──────── GIVEN ENTRIES ────────

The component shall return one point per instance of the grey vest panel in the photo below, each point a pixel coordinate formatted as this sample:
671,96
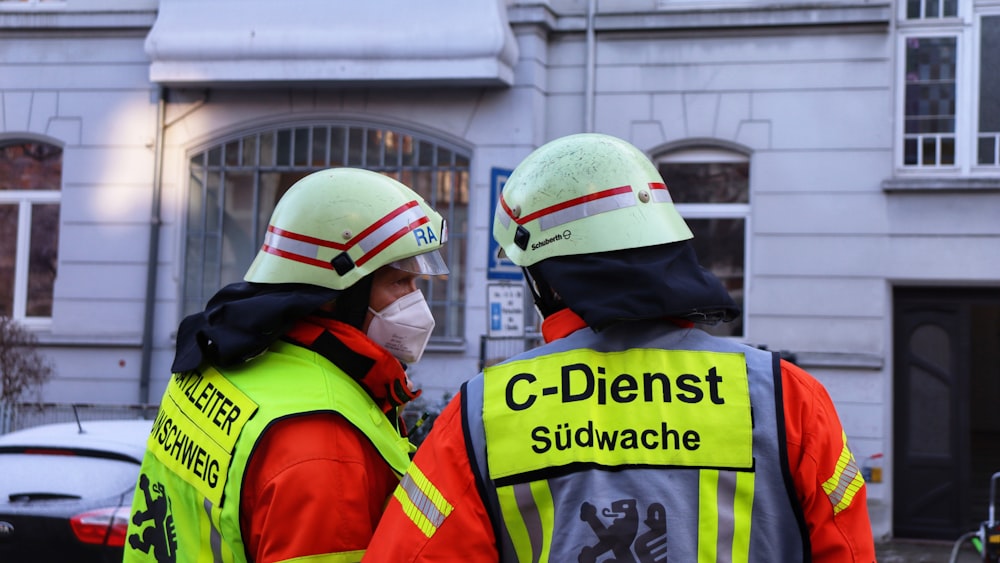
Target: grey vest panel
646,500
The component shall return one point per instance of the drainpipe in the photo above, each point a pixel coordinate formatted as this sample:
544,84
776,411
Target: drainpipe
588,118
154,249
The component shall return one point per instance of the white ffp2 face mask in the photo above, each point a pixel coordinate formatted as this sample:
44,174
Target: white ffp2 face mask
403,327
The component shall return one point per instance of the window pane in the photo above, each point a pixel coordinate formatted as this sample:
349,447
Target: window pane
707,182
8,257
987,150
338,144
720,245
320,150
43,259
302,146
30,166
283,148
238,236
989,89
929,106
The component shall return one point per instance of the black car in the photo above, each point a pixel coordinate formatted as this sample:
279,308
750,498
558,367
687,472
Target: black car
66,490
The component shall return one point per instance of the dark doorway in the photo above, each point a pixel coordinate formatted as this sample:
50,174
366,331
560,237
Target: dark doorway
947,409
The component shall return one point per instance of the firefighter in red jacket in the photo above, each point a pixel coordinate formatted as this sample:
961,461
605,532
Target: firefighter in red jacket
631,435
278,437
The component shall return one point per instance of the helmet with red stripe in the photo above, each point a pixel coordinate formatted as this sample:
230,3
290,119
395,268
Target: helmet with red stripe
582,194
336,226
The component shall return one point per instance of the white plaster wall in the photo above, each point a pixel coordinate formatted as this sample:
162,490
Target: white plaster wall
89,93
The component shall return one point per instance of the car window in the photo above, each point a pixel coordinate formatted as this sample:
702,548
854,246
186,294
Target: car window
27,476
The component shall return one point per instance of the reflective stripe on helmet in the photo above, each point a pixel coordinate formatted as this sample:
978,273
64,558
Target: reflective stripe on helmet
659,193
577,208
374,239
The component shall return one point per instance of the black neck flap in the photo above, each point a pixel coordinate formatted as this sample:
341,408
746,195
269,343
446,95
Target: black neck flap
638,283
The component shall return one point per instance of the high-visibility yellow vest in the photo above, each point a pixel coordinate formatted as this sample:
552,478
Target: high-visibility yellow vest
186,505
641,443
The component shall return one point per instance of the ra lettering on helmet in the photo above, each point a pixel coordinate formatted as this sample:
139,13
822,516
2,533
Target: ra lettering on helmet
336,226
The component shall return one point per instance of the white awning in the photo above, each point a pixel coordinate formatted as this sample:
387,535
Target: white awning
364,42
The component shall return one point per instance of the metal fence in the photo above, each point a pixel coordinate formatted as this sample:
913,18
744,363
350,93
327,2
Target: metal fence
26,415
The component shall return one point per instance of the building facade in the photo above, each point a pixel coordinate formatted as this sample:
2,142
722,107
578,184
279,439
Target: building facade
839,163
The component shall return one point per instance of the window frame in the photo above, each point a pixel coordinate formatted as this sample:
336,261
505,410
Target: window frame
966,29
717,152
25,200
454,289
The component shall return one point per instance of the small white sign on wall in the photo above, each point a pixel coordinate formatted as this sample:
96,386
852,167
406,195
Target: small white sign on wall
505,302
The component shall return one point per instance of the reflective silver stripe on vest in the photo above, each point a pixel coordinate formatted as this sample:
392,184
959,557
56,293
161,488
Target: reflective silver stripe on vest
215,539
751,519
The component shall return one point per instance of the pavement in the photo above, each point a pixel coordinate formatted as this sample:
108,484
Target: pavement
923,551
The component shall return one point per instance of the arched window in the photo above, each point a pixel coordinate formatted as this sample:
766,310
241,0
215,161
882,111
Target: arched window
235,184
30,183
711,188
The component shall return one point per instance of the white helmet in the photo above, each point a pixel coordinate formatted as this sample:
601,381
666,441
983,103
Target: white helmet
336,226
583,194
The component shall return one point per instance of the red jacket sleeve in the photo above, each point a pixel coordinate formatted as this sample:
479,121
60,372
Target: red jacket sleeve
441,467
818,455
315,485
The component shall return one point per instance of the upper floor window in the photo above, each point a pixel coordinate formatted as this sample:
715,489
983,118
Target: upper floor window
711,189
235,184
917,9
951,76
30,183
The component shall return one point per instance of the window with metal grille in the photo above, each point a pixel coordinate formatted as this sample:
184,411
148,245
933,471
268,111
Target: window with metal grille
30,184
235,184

────────

WHAT YOU HAVE TO DO: Would you output the full listing exactly as it stands, minus the images?

YOUR RESPONSE:
The component shall return one point per instance of the grey vest panel in the photo below, each point a pixel coordinate formatted as this sample:
671,96
Target: grey vest panel
646,500
The component shall return one point per instance of the drainpipe in the photo above, each point a pixel coordinate formatted as this sample:
544,84
776,411
Target: drainpipe
588,118
154,249
The component shall return one point per instance of the white ffp2 face mask in the photo above, each point a pixel coordinate formatted as this sample:
44,174
Target: white ffp2 face mask
403,327
The component shall return one point per instance of the window pane in the photo above, each point a pixel coordinate formatted as this sample:
349,447
Target: window pane
707,182
8,257
987,150
338,144
720,245
320,150
43,259
302,146
30,166
283,148
238,236
989,89
929,106
The component shall return one point per instance of the black car in the photo above, each point a pixel coordinate formatted as this sample:
279,308
750,498
558,367
687,472
Target: black car
66,490
The component shall return one point per instance of the dark doorway in the photo above, each point a pixel coordinate formatted as this sample:
50,174
366,331
560,237
Target: dark doorway
947,409
The component shall return one point per instance of the firefighter in red jacket in the photo above, each point a pixel coordinate formatted as this sample:
961,461
605,532
Target: firefighter in red jacket
631,435
278,437
The component shall return one point per instance of the helmet with red stripe in the photo above, each point a pixel coordinate formatted as this sample:
230,3
290,119
395,268
Target: helmet with red stripe
582,194
336,226
The component shall return one point per instance of the white plaster wall in the photo above, each point a pixel coordinate formatted as this sample:
162,490
Target: white plaster wall
89,93
The component shall return one point per instance of the car window in the photo above, each point a pixel coordinate formatted as this sample:
702,548
854,246
186,294
Target: car window
27,476
The component shall return one point per instance of the reflective stripe on helmet in the photo above, each point a pixel coordinate formatted as this sample:
978,273
64,558
Target: reflective stripe on helmet
659,193
577,208
374,239
The component shall return one point per instance of the black neck flap in the photo above, each point a pixel coordinate formatted as this sample:
341,408
746,195
269,343
446,95
Target: black neck flap
638,283
The component shall return one point per instance of the high-visibility yellow vest in the photo above, each point a pixel coordinate formatted as this sample:
552,478
Target: high-visibility yellow vest
186,505
641,443
The component shall return one point per instance of the ra lettering on helmet in the photo above, each point a pixel coordinate formatted as this sample:
139,13
822,516
2,533
Target: ra lettering on helmet
336,226
The component shall return one point per instance of the white awning in the photo above, each point a pixel coordinate formatted as this sample:
387,535
Target: white awning
364,42
The component shall return one point per instance of the metal fence in the photo above, each point a pixel coordinate formatted as this sample:
913,18
744,363
350,93
327,2
Target: metal fence
26,415
The component shall return one point per instance of the building facade in the photo above, each point a pixel coordinate formatted as this sample:
2,142
722,107
578,184
279,439
Target: building facade
839,163
The component shall return one point per instance of the window frame in the photo above, each point a pixel coordinate formatted as this sample:
336,261
505,410
Target: window frame
966,29
717,152
25,200
454,289
The component shall return one point per instance of the small white sign on wall in the photo above, each point a pixel coordinate formatted as this sample:
96,386
852,167
406,195
Target: small white sign on wall
505,302
The component shall return one point per instance of the reflective silver stripe on vest in the photo above, each point a pixel coordinate formatted as this sample:
392,184
959,557
56,293
161,488
Target: reflective silver stripe on vest
215,539
751,519
The component shall return one point per instance of the pavement in the photo above, each point a pixel coordinate formatted as this sample:
108,484
Target: pavement
923,551
The component shall return one point per instance of the arched window in the photo above, each point a pixel coordinate formatted as this sample:
766,310
241,0
215,161
882,111
Target: arched window
235,184
30,183
711,188
The component shall return one point per instance of the white helmet in the photo above, each point a pixel coordinate formatted as this sample:
601,381
666,441
983,103
Target: white helmet
336,226
583,194
The component shall return one point per instance of the red jacket sleeve in the photo above, each point a pixel coordinate formatted as this sample:
479,121
60,372
Target: red jacket sleeve
441,467
818,455
315,485
The component shall return one point per instance of the upper floor window in the photo above, each point a pixel coordinate formatted as this sample:
715,489
983,118
Target: upper floor window
711,189
235,184
917,9
951,76
30,183
The component shall return one point per instance of the window with metal grille in the photo above, each point a pixel coordinate formatted as this sample:
184,411
148,245
933,471
268,111
Target: window with metal grille
30,184
235,184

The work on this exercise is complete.